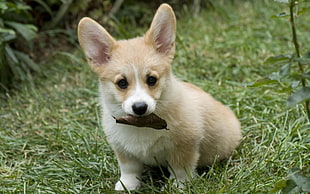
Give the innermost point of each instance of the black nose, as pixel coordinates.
(139, 108)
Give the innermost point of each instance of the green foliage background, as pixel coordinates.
(50, 131)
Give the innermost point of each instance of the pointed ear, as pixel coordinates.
(162, 31)
(95, 41)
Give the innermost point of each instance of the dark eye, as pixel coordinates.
(123, 84)
(151, 80)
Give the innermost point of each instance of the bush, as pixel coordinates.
(15, 64)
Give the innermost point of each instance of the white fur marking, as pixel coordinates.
(139, 95)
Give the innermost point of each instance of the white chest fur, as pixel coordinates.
(148, 145)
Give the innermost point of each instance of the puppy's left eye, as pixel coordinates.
(151, 80)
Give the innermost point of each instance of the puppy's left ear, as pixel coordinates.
(162, 31)
(96, 42)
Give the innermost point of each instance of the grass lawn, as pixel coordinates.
(50, 131)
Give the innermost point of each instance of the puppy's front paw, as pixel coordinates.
(129, 184)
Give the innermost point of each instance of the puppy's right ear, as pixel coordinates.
(96, 42)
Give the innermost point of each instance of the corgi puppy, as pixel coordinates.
(135, 78)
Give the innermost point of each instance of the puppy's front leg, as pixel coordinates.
(131, 170)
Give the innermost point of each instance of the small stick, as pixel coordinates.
(151, 120)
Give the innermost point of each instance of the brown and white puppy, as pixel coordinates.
(136, 79)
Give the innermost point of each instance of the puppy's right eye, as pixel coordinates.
(123, 84)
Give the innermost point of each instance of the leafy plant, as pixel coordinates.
(15, 64)
(294, 71)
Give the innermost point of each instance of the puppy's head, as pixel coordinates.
(133, 73)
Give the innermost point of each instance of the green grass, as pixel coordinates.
(51, 136)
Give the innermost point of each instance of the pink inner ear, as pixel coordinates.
(99, 51)
(163, 40)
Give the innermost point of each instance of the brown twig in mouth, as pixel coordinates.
(151, 120)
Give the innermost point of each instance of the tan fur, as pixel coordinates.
(201, 129)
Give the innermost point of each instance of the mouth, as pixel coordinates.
(150, 121)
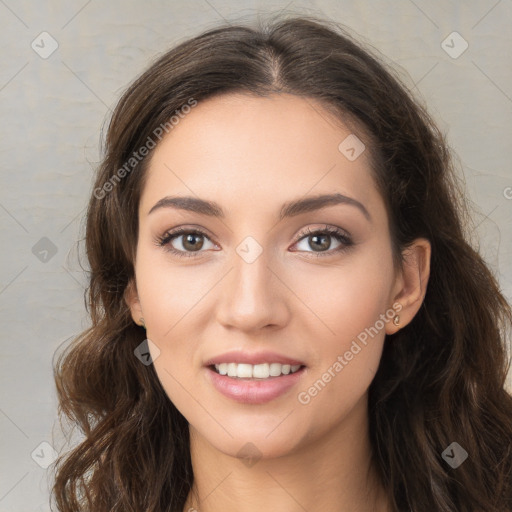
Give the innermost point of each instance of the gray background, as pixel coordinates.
(52, 112)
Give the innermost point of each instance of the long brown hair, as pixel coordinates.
(441, 378)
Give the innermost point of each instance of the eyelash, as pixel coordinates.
(339, 235)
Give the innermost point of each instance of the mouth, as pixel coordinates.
(254, 384)
(256, 372)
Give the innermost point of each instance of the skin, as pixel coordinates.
(250, 155)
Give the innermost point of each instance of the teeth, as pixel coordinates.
(256, 371)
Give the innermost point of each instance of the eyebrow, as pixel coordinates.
(289, 209)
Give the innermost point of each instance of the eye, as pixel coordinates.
(188, 241)
(321, 239)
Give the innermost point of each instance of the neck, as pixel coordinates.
(333, 473)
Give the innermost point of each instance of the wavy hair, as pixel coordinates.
(441, 378)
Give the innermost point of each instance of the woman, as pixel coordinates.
(286, 314)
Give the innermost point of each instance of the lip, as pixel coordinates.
(240, 357)
(253, 391)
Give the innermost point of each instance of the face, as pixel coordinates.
(314, 286)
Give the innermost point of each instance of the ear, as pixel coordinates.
(132, 300)
(411, 283)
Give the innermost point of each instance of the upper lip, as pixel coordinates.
(239, 356)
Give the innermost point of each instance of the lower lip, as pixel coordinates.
(254, 391)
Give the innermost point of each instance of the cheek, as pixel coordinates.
(351, 306)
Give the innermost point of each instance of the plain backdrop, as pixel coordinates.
(64, 66)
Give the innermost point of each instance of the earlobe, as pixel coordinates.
(132, 301)
(413, 282)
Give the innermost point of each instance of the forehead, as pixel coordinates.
(259, 150)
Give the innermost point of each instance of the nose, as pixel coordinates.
(253, 296)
━━━━━━━━━━━━━━━━━━━━
▶ _ACTION ITEM_
Write the lines out verbatim, from the one with "Give the innermost point of each instance of the forehead, as" through the last line of the entries, and stop there.

▶ _RESULT OF THIS TASK_
Give the innermost point of each instance of the forehead, as pixel coordinates.
(259, 150)
Give the innermost point of each instance of the nose, as pixel coordinates.
(253, 296)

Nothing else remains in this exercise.